= Task brief =
Recast the part of the listing below that opens with the line containing "Exercise. Put one point on every instance of the forested" and runs through the end of the listing as a Markdown table with the columns Row and Line. Number each line in Row, put its text in Line, and leave out blank lines.

= Pointing records =

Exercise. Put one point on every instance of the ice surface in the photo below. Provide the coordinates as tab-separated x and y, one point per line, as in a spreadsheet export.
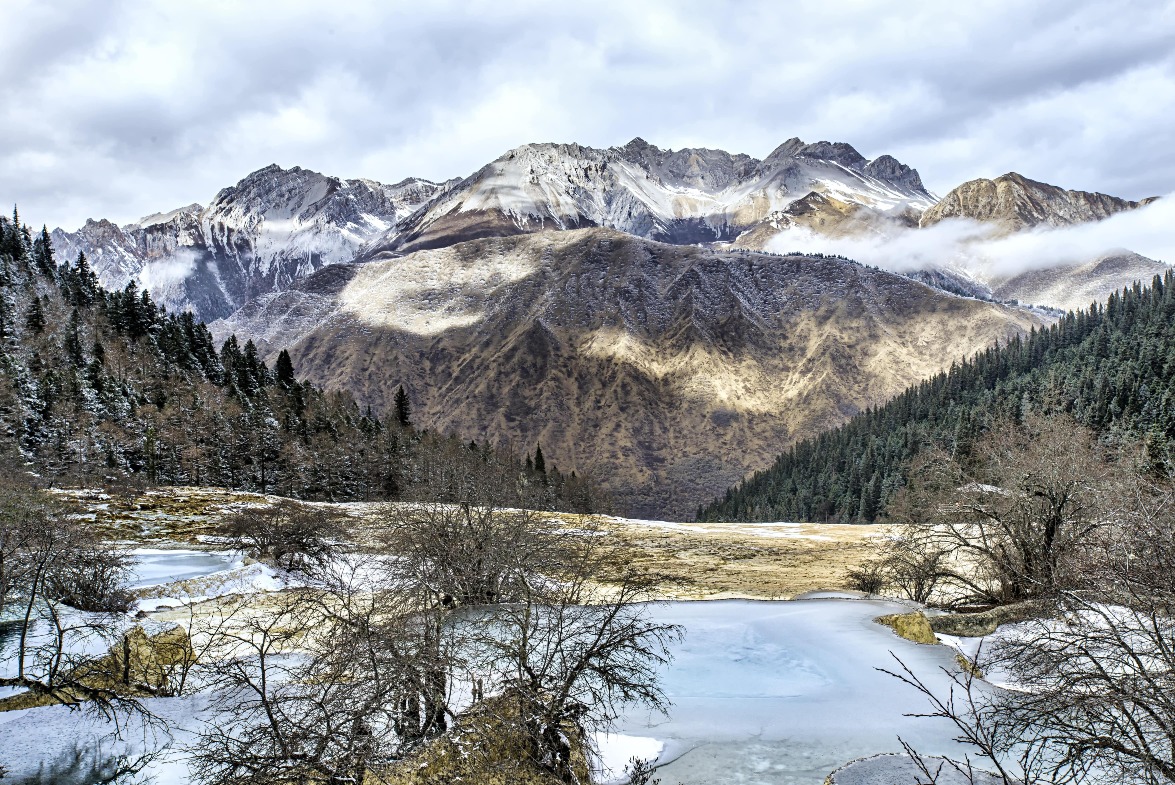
778	692
153	567
764	692
617	750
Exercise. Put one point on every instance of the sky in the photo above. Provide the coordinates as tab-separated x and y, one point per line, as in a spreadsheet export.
120	109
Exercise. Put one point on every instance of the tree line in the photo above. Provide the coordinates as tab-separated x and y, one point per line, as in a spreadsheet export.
109	387
1110	367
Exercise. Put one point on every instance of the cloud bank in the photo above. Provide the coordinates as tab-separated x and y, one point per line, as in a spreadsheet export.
981	249
122	108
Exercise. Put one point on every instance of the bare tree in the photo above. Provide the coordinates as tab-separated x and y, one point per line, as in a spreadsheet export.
1094	680
322	685
470	606
1011	523
295	537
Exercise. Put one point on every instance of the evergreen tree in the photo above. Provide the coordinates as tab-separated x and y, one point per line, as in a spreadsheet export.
73	340
403	408
284	369
35	319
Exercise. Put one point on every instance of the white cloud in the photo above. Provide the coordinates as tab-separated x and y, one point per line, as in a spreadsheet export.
981	248
125	108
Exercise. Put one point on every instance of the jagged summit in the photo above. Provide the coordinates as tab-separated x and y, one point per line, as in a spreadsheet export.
261	234
680	196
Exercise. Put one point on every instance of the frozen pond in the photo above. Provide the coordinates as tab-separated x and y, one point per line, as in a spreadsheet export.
764	692
774	692
153	567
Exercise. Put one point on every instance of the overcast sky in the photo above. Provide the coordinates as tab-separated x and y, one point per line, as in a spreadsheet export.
119	109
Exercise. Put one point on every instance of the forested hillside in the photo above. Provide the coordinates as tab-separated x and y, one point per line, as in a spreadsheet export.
108	387
1112	367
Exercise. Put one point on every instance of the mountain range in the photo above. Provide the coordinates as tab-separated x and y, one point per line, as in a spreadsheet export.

= Result =
| Row | Line |
|---|---|
| 1 | Exercise. Put one point on every instance of the forested hillside in the photo above. Provide the coordinates as tab-separated x and y, one point per line, as in a spreadsheet export. |
| 2 | 108	387 |
| 3 | 1112	367 |
| 4 | Exercise. Put one point on every instance of the mountain range in the photo above. Provide the coordinates as tab-separated x and y, one point per line, as in a spreadsheet export. |